*Listagem de entrada*
● ● ●

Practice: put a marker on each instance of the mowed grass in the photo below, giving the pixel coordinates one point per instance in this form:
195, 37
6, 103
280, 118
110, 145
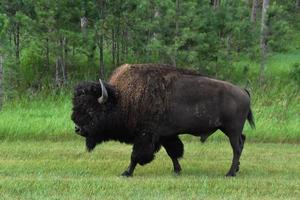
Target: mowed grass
64, 170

● ● ●

*Descrição da tarefa*
Reescreva toda a listagem substituindo "mowed grass" por "trimmed grass" e mantendo o restante inalterado. Omita as imagens na resposta.

*Resposta do exercício*
Practice: put a marker on each instance of the trimmed grass in the photo below, giving the pixel coordinates one point per instance in this form:
195, 37
6, 103
280, 118
110, 145
Target: trimmed grass
64, 170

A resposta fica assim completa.